Exercise passage Block Start

Even as Latin and Greek are getting tossed out the windows of public schools, home educators are doubling their efforts to invite them in the front door. The benefits are obvious: mastery of a Classical language promotes excellent English grammar, vocabulary, and analytical skills. Classics students tend to be self-directed learners who shine at anything requiring language, logic, or analysis. Advanced students go on to read texts foundational to Western religion, philosophy, and society and become the next generation of well-rounded scholars in law, history, medicine, science, and literature.

Studies conducted by the Educational Testing Service found that “Greek and Latin students consistently outperform all other students on the verbal portion of the SAT based on data from the past decade.” These same studies show that Classics majors tend to have a higher GPA at the college level and have accelerated performance in nearly all other subjects such as math, music, and history. According to the Association of American Medical Colleges, students who major in Classics have a better success rate getting into medical school than do students who concentrate solely on science. Classics majors also have the highest success rates of any majors in law school. While learning any new language is good, Classical languages pay the highest dividends.  

Armed with this information, many rush to buy curricula and start as early as possible without setting reasonable goals. The results can be disappointing and expensive. They can also make your neighbors doubt your sanity.

Exercise passage Block End

Problem details:
List the fields in which, according to the passage on studying Classical languages, advanced students become the next generation of well-rounded scholars. The records that follow have nothing to do with the passage on studying Classical languages.

Provided records Block Start

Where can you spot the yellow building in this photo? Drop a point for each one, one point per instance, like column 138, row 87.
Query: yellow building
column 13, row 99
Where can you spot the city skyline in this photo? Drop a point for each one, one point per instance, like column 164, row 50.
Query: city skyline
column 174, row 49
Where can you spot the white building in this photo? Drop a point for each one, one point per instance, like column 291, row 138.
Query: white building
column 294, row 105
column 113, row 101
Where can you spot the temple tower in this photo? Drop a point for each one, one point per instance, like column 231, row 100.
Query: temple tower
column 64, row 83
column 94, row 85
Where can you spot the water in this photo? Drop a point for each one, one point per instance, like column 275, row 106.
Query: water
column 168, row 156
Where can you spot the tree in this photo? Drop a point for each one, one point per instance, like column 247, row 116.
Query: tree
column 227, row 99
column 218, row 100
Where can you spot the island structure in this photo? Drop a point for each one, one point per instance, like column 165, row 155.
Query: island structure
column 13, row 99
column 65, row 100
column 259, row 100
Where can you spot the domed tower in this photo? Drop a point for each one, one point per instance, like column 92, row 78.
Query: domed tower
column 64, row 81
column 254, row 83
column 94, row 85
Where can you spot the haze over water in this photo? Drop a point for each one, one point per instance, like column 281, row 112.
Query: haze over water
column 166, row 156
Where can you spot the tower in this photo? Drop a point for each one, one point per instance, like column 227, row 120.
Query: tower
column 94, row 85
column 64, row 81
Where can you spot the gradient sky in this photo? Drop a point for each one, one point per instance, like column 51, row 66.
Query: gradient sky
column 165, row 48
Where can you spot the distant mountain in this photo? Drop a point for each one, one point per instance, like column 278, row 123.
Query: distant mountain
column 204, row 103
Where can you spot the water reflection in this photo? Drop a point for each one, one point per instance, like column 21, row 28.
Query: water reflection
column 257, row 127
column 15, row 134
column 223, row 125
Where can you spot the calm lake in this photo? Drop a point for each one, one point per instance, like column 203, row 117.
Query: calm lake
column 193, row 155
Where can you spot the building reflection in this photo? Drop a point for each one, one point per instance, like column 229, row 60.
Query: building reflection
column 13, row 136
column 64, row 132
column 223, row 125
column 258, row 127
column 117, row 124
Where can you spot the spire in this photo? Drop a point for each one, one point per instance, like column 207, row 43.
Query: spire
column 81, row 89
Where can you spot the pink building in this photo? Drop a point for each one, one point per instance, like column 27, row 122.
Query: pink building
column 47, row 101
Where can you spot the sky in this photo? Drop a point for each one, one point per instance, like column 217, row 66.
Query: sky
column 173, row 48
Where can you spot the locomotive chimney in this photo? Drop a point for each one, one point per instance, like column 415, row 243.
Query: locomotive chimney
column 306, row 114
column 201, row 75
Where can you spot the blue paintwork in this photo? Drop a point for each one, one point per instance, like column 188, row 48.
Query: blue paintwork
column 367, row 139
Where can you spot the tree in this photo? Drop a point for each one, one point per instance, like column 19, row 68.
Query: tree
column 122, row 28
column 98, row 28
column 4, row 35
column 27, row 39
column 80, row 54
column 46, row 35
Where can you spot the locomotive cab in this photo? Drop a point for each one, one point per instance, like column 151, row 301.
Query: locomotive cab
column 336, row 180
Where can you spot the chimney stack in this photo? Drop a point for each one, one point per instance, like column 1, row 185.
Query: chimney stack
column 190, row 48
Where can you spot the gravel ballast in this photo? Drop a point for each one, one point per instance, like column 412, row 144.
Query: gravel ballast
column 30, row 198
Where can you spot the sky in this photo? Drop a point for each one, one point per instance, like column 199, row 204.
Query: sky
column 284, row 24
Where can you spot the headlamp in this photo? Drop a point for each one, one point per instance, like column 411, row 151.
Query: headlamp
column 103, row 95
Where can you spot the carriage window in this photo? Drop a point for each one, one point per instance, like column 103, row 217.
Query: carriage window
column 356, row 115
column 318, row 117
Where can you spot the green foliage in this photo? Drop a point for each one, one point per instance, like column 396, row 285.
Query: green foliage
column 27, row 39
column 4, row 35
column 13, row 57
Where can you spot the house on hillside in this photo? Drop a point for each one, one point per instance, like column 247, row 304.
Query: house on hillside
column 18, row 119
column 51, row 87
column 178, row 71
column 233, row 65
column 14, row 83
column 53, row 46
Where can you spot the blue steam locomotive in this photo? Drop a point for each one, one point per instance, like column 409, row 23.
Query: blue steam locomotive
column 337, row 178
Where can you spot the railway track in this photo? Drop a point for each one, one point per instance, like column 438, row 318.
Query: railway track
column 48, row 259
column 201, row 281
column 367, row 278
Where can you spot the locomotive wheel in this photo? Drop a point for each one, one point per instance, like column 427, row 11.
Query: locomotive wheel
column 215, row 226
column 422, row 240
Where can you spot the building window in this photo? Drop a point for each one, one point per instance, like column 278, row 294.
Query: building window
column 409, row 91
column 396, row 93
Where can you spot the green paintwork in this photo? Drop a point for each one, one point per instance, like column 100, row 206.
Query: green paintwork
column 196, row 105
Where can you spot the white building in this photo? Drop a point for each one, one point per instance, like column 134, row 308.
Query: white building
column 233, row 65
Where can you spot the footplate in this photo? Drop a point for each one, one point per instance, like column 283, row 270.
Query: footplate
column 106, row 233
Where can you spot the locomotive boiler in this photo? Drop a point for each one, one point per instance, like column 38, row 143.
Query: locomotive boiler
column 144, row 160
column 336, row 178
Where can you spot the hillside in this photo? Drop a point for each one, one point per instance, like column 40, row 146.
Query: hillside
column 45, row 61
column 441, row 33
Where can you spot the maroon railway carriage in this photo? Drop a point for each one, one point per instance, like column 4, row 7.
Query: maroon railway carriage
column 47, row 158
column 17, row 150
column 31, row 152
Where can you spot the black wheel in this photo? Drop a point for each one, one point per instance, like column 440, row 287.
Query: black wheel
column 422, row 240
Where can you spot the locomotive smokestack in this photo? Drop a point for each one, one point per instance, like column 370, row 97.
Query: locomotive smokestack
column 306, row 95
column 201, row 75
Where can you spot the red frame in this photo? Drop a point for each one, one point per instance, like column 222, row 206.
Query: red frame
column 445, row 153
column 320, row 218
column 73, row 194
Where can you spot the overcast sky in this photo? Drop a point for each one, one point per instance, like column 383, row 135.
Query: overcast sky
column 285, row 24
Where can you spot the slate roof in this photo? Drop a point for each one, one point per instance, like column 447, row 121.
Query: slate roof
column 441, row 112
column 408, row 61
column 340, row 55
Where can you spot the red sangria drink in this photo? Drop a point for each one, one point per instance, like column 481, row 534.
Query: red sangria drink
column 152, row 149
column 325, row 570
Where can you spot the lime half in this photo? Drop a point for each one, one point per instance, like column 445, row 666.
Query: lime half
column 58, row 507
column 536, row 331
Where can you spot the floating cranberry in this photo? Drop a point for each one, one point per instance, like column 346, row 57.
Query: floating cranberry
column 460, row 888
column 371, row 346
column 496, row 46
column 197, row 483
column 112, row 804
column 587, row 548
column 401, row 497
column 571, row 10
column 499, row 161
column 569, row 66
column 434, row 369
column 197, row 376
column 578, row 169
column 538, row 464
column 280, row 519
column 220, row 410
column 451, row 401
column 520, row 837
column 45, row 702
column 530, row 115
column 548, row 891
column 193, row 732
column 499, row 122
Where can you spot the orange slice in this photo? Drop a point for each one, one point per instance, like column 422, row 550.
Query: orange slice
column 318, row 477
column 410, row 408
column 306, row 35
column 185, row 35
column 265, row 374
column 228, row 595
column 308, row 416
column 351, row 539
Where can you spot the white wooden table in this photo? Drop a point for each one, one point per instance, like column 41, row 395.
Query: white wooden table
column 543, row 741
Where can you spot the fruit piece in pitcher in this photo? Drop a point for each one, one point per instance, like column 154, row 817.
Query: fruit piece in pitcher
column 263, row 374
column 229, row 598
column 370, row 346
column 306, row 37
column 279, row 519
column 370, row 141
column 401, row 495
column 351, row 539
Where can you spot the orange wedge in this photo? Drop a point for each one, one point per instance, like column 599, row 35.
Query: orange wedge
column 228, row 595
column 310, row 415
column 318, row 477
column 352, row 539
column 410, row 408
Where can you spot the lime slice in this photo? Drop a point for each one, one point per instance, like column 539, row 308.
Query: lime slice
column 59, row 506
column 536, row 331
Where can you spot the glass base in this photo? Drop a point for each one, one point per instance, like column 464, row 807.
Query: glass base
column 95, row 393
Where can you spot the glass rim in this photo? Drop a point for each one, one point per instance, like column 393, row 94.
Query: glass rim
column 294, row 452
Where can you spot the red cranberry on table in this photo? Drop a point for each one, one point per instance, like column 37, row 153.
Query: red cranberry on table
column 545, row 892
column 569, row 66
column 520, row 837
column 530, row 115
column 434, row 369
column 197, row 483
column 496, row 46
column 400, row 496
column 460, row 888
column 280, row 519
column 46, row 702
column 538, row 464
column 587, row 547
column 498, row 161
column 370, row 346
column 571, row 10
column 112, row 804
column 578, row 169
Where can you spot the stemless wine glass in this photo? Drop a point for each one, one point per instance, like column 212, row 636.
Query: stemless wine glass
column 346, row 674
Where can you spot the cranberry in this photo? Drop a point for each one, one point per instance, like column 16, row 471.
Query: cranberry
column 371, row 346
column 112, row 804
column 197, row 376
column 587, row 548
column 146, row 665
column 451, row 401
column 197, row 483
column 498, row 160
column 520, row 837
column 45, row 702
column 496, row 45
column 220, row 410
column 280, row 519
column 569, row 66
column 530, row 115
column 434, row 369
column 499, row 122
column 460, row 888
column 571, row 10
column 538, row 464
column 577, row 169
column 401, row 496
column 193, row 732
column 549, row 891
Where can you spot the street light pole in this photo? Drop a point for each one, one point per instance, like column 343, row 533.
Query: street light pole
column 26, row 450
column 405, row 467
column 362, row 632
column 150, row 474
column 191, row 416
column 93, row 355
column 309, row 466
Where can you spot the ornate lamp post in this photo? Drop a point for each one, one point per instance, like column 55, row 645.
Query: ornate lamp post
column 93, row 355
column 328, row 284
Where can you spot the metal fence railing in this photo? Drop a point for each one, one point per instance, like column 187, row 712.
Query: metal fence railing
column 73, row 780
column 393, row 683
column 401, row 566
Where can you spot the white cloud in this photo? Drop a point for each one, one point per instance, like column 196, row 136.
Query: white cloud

Provided records Block End

Expected answer:
Law, history, medicine, science, and literature.